■ **Stated goal 1**: Please add 34 to every coordinate in the answers of the records below. Write out only the records that begin at the line containing "Could you outline where the open" and end after the line containing "(572, 158), (617, 211)", keeping their requests.

■ **Document section**:
_ _ _ _ _ _ _
Despite the clear suggestion that people tend to not want to take their legal issues as far as instructing a solicitor or barrister to deal with them, those who have done so have reported back with some satisfying results. In respect of quality of service, solicitors and barristers triumphed over other providers with 69% of people saying their lawyer had helped to resolve or reduce the problem, while 30% said they made no difference, 1% said they made it worse, and 91% said they were very or quite satisfied with the advice provided.
In conclusion, the survey provided that:
“Overall, the findings suggest that adults vulnerable to disadvantage are more likely to experience problems, and so could benefit from some targeted support. More work is however needed to explore what support would be most useful…
“Being able to access and understand information about possible options will influence how people try to resolve their legal problems. Individual capability and confidence are also important, with some people able to fully understand the available resolution options, and therefore either handle their problems using only self-help sources or know what kind of professional help would be suitable and know when and how to access it.
“Conversely, others with lower levels of legal capability and confidence may be discouraged from trying to resolve their problem if they are unable to access or understand relevant information, advice or help.”
Maybe it is time to consider implementing another legal advice service which employs individuals who are as skilled and almost as qualified as solicitors as barristers but which boasts a friendlier and less intimidating atmosphere, as well as being cheaper.
_ _ _ _ _ _ _
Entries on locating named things
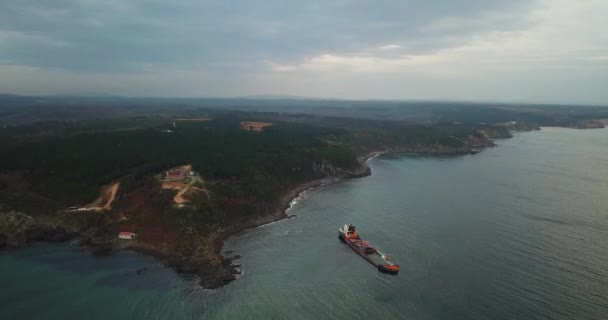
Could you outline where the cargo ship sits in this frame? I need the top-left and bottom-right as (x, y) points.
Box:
(338, 224), (399, 274)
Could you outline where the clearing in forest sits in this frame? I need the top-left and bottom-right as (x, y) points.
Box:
(241, 121), (272, 132)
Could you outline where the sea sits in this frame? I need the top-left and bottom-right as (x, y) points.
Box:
(0, 128), (608, 320)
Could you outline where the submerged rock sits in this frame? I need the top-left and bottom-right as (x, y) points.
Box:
(0, 233), (8, 249)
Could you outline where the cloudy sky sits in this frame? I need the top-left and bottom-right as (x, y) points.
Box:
(0, 0), (608, 104)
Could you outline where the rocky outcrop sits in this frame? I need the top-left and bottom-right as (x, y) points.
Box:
(474, 125), (513, 139)
(497, 121), (540, 132)
(312, 160), (371, 179)
(0, 211), (78, 247)
(572, 120), (606, 129)
(0, 211), (34, 247)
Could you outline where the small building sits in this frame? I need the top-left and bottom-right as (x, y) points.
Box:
(165, 170), (186, 181)
(118, 231), (137, 240)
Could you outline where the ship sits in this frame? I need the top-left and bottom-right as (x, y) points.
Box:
(338, 224), (399, 274)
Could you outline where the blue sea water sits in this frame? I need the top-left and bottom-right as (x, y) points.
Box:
(0, 128), (608, 319)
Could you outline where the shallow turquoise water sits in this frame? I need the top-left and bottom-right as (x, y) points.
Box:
(0, 128), (608, 319)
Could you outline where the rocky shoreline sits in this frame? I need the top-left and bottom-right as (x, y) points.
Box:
(0, 140), (494, 289)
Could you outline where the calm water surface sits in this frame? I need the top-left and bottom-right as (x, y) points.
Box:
(0, 128), (608, 319)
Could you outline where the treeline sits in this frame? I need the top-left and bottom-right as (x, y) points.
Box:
(0, 116), (357, 211)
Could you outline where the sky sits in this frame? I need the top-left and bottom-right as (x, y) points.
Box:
(0, 0), (608, 105)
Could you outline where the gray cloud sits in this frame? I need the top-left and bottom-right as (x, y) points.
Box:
(0, 0), (608, 104)
(0, 0), (529, 72)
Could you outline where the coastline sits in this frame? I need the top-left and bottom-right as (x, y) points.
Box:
(0, 146), (490, 289)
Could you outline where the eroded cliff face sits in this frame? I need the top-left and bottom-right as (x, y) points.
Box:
(0, 211), (78, 248)
(474, 126), (513, 139)
(312, 160), (371, 179)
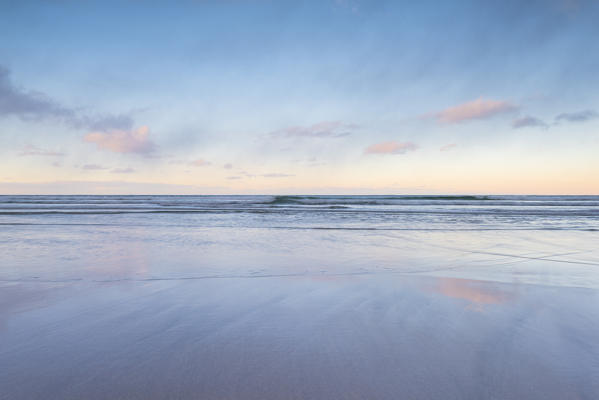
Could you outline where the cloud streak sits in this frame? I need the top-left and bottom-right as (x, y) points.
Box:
(189, 158), (211, 167)
(439, 143), (458, 151)
(364, 141), (418, 154)
(110, 167), (135, 174)
(0, 65), (133, 131)
(270, 121), (358, 138)
(84, 126), (156, 154)
(555, 110), (599, 122)
(19, 144), (65, 157)
(433, 97), (518, 124)
(512, 115), (549, 129)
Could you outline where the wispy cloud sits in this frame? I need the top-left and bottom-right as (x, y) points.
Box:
(84, 126), (156, 154)
(260, 173), (295, 178)
(364, 141), (418, 154)
(439, 143), (458, 151)
(110, 167), (135, 174)
(270, 121), (358, 138)
(189, 158), (211, 167)
(81, 164), (108, 171)
(429, 97), (518, 124)
(512, 115), (549, 129)
(555, 110), (599, 122)
(19, 144), (65, 157)
(0, 65), (133, 131)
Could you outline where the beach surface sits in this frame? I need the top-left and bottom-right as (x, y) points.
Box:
(0, 197), (599, 400)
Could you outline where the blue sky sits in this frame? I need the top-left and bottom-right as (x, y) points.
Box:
(0, 0), (599, 194)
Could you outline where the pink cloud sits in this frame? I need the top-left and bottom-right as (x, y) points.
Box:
(364, 141), (418, 154)
(84, 126), (156, 154)
(439, 143), (458, 151)
(434, 97), (518, 124)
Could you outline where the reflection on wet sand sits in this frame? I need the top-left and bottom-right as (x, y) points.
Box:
(434, 277), (517, 311)
(0, 274), (599, 400)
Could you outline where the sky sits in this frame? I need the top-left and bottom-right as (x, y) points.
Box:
(0, 0), (599, 194)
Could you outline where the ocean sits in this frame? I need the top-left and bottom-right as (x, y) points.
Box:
(0, 196), (599, 287)
(0, 195), (599, 400)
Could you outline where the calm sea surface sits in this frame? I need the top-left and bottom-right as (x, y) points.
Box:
(0, 196), (599, 287)
(0, 196), (599, 400)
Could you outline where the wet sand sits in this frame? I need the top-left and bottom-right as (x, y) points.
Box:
(0, 273), (599, 400)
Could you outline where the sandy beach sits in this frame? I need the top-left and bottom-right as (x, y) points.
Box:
(0, 196), (599, 400)
(0, 275), (599, 399)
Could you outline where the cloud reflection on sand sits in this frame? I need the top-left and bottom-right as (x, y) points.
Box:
(433, 278), (517, 311)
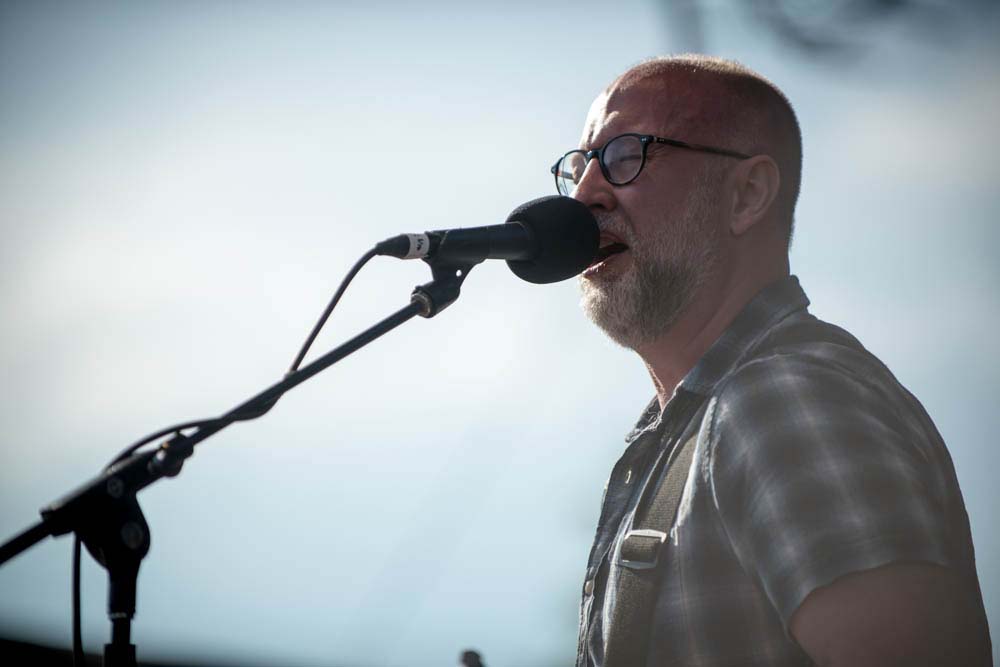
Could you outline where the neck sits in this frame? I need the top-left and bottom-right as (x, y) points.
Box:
(635, 260), (788, 410)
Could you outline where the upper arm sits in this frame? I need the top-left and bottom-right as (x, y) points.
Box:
(709, 355), (957, 629)
(790, 562), (989, 667)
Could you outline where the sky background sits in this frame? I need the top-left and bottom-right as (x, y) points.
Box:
(0, 0), (1000, 667)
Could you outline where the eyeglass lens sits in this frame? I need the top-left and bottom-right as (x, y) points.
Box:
(556, 135), (642, 196)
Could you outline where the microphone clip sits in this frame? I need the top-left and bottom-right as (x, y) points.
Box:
(410, 257), (476, 318)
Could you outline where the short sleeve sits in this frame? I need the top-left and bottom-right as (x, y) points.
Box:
(707, 352), (952, 631)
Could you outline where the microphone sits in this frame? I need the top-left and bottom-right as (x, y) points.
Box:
(375, 195), (600, 284)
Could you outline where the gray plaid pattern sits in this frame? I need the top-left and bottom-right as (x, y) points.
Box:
(578, 276), (978, 667)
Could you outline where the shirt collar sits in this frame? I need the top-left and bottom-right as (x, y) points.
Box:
(680, 276), (809, 396)
(625, 276), (809, 442)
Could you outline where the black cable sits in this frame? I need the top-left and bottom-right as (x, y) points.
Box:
(285, 248), (375, 376)
(73, 535), (86, 667)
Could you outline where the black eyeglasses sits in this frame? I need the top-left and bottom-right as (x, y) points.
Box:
(551, 132), (750, 196)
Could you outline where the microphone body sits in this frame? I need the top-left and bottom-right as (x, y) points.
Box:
(375, 196), (600, 283)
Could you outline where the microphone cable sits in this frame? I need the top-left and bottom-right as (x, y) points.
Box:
(73, 248), (377, 667)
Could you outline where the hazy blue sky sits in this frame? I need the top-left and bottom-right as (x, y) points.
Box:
(0, 0), (1000, 667)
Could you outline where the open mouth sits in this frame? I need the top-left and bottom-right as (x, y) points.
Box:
(588, 234), (628, 268)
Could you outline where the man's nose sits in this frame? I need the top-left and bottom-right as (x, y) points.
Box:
(572, 158), (617, 211)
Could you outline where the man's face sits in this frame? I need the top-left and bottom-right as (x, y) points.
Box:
(573, 84), (721, 348)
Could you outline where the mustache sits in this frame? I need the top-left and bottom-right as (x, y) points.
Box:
(594, 213), (635, 246)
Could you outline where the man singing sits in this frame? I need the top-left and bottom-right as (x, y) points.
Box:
(552, 56), (992, 667)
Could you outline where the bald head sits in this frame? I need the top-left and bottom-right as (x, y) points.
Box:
(606, 54), (802, 242)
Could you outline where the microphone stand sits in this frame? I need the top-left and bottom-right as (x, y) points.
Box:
(0, 258), (476, 667)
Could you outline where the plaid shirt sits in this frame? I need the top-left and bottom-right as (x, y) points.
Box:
(577, 276), (986, 667)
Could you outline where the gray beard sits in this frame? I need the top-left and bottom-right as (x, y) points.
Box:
(580, 180), (718, 350)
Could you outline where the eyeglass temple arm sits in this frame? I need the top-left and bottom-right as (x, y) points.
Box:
(652, 137), (750, 160)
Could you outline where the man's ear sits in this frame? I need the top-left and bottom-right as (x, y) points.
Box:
(729, 155), (781, 236)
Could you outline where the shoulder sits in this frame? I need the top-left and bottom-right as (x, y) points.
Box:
(713, 315), (922, 454)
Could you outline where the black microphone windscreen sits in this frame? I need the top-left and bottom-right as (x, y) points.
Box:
(507, 195), (601, 284)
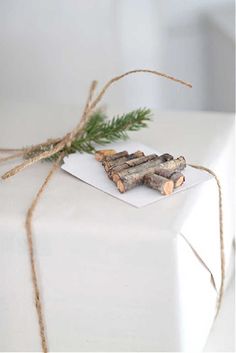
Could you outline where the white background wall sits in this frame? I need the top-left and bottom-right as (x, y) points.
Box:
(0, 0), (235, 111)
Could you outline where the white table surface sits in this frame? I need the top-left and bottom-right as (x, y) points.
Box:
(0, 103), (234, 350)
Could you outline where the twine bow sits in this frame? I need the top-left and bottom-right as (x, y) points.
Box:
(0, 69), (225, 353)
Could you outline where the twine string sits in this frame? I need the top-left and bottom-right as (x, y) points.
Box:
(0, 69), (225, 353)
(2, 69), (192, 179)
(189, 164), (225, 318)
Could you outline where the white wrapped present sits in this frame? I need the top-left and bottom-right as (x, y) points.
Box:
(0, 104), (234, 351)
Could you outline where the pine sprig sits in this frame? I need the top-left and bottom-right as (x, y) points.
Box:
(25, 108), (151, 160)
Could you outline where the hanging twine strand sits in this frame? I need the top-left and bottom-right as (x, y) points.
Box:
(0, 69), (225, 353)
(189, 164), (225, 319)
(25, 154), (64, 353)
(2, 69), (192, 179)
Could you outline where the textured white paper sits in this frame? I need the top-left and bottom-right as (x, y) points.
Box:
(62, 141), (212, 207)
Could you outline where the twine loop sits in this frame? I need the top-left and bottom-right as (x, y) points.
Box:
(0, 69), (225, 353)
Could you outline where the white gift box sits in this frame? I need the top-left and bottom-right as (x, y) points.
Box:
(0, 105), (234, 351)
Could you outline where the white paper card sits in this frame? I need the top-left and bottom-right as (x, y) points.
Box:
(62, 141), (212, 207)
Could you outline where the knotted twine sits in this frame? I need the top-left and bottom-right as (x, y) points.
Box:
(0, 69), (225, 353)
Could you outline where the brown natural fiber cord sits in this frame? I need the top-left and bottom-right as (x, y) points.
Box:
(0, 69), (225, 353)
(2, 69), (192, 179)
(25, 155), (63, 353)
(189, 164), (225, 318)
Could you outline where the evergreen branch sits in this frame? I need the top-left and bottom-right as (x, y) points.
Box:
(25, 108), (151, 160)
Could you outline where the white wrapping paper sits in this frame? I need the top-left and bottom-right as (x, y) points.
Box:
(0, 104), (233, 352)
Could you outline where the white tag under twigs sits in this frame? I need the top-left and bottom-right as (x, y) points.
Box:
(62, 141), (212, 207)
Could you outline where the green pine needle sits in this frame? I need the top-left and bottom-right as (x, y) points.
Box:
(26, 108), (151, 160)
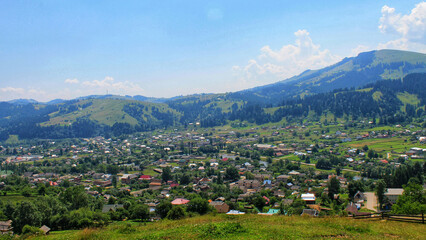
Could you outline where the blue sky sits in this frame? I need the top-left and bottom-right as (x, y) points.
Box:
(0, 0), (426, 101)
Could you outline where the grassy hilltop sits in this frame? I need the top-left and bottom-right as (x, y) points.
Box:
(36, 215), (426, 239)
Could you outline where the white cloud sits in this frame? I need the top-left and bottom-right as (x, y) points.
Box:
(0, 87), (25, 94)
(232, 30), (341, 89)
(378, 2), (426, 52)
(65, 78), (80, 84)
(81, 76), (144, 95)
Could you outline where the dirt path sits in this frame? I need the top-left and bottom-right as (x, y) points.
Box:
(364, 192), (377, 212)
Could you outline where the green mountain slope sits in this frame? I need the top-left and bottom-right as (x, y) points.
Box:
(231, 50), (426, 103)
(41, 99), (178, 126)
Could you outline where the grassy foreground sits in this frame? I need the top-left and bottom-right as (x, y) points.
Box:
(35, 215), (426, 239)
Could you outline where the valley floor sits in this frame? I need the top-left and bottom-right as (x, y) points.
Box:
(36, 214), (426, 239)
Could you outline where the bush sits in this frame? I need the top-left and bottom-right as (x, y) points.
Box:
(22, 225), (44, 236)
(167, 205), (186, 220)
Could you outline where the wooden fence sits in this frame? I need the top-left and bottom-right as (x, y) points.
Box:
(351, 212), (425, 224)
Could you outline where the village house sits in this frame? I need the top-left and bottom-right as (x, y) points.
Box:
(209, 201), (229, 213)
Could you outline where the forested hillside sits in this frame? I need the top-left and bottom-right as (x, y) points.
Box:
(0, 73), (426, 140)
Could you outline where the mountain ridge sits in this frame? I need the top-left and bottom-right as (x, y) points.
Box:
(7, 49), (426, 104)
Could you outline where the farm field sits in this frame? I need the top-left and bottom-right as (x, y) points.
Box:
(35, 215), (426, 239)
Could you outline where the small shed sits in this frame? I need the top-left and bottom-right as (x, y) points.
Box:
(40, 225), (50, 235)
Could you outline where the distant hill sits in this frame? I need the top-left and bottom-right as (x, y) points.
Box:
(230, 50), (426, 103)
(0, 50), (426, 141)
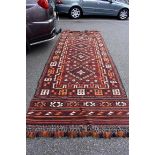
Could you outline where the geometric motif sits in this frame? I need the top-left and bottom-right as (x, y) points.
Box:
(27, 31), (129, 138)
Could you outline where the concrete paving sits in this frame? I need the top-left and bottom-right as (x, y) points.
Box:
(26, 17), (129, 155)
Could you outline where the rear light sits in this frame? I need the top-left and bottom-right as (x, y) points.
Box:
(37, 0), (49, 9)
(56, 0), (63, 4)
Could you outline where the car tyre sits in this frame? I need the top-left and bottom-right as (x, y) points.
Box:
(26, 41), (31, 52)
(118, 8), (129, 20)
(69, 7), (82, 19)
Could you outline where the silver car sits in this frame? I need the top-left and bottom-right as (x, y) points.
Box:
(55, 0), (129, 20)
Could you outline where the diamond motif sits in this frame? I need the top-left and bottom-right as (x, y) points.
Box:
(72, 53), (89, 61)
(68, 66), (95, 80)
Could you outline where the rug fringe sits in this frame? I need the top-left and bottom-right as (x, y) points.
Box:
(26, 125), (129, 139)
(26, 131), (129, 139)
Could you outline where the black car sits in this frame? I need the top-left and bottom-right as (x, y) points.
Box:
(26, 0), (61, 49)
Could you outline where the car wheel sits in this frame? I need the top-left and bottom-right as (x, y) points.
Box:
(26, 41), (31, 52)
(118, 9), (129, 20)
(69, 7), (82, 19)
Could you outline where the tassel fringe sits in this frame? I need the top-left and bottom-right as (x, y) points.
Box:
(26, 125), (129, 139)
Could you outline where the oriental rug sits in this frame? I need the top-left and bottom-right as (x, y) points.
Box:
(26, 30), (129, 138)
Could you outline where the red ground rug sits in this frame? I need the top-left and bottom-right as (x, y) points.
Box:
(26, 31), (129, 138)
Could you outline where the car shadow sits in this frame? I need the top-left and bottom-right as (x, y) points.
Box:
(26, 42), (50, 55)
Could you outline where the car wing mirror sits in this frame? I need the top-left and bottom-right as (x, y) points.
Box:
(108, 0), (113, 3)
(37, 0), (49, 9)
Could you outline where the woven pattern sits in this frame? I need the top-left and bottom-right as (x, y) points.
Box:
(27, 31), (129, 137)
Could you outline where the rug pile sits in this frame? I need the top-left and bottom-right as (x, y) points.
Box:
(26, 31), (129, 138)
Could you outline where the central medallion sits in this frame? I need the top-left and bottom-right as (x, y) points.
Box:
(72, 53), (90, 62)
(68, 66), (95, 80)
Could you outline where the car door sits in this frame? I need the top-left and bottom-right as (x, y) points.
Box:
(96, 0), (114, 15)
(26, 0), (52, 40)
(82, 0), (98, 15)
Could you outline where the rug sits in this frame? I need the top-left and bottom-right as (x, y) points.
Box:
(26, 30), (129, 138)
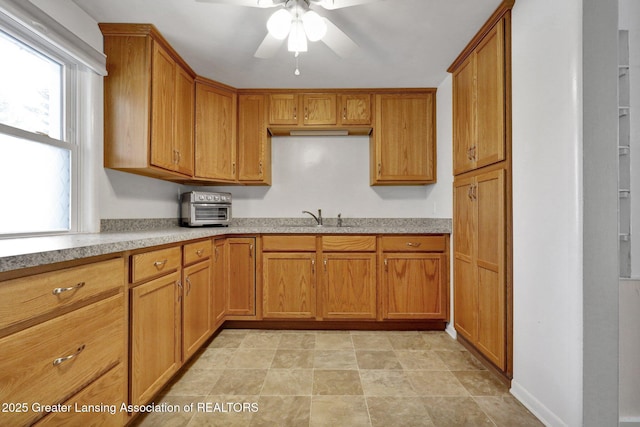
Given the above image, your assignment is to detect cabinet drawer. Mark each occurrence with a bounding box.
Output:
[262,236,316,252]
[0,258,124,329]
[182,240,211,265]
[131,247,181,283]
[322,236,376,252]
[35,365,126,427]
[0,294,125,425]
[382,235,447,252]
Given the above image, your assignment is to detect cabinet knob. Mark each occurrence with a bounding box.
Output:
[51,282,84,295]
[53,344,85,366]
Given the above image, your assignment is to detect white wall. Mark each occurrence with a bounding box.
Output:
[511,0,582,426]
[619,0,640,278]
[198,77,453,222]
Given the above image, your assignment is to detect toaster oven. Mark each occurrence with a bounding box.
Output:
[180,191,231,227]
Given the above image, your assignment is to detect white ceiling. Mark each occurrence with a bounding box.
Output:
[73,0,501,88]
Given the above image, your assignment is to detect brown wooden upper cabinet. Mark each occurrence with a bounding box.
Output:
[237,94,271,185]
[269,91,372,128]
[195,78,237,182]
[453,21,505,175]
[370,90,436,185]
[338,93,371,126]
[100,24,195,180]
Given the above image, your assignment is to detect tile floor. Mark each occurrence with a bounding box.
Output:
[136,329,542,427]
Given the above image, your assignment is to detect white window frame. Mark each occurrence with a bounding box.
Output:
[0,0,106,238]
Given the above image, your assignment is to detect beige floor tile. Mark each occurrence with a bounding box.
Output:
[422,397,496,427]
[260,369,313,396]
[209,331,246,348]
[435,350,486,371]
[163,366,223,396]
[356,350,402,369]
[351,334,393,350]
[367,396,434,427]
[313,369,362,396]
[360,369,416,396]
[210,369,267,396]
[396,350,448,371]
[309,396,371,427]
[389,334,429,350]
[316,334,353,350]
[408,371,469,396]
[313,350,358,369]
[239,332,282,349]
[249,396,311,427]
[131,396,194,427]
[453,371,509,396]
[227,349,276,369]
[188,395,260,427]
[278,332,316,350]
[271,350,314,369]
[474,395,543,427]
[422,331,464,351]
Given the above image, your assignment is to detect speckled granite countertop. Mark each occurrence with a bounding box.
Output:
[0,218,451,273]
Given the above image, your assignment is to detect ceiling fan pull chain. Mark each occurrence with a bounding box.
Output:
[293,52,300,76]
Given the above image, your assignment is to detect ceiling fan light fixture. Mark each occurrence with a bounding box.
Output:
[287,19,307,52]
[267,9,291,40]
[302,10,327,42]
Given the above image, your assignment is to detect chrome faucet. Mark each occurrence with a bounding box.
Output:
[302,209,322,227]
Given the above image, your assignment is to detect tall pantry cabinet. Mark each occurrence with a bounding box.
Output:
[449,0,513,379]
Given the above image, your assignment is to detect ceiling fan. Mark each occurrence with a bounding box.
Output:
[196,0,379,59]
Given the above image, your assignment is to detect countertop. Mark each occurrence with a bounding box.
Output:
[0,218,451,273]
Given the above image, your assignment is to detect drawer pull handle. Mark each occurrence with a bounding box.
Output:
[153,259,167,270]
[51,282,84,295]
[53,344,85,366]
_ _ _ _ _ _ _
■ **Stated goal 2**: According to the survey passage, what percentage of people said they were very or quite satisfied with the advice from their solicitor or barrister?

■ **Full solution 1**:
Could you outline where the open mouth sits in this frame? I need the top-left and bottom-right as (x, y) points.
Box:
(622, 268), (662, 302)
Could you outline where the man's nose sits in this frame? I need the top-left and bottom-right as (x, y) points.
Box:
(606, 192), (651, 245)

■ **Full solution 2**: 91%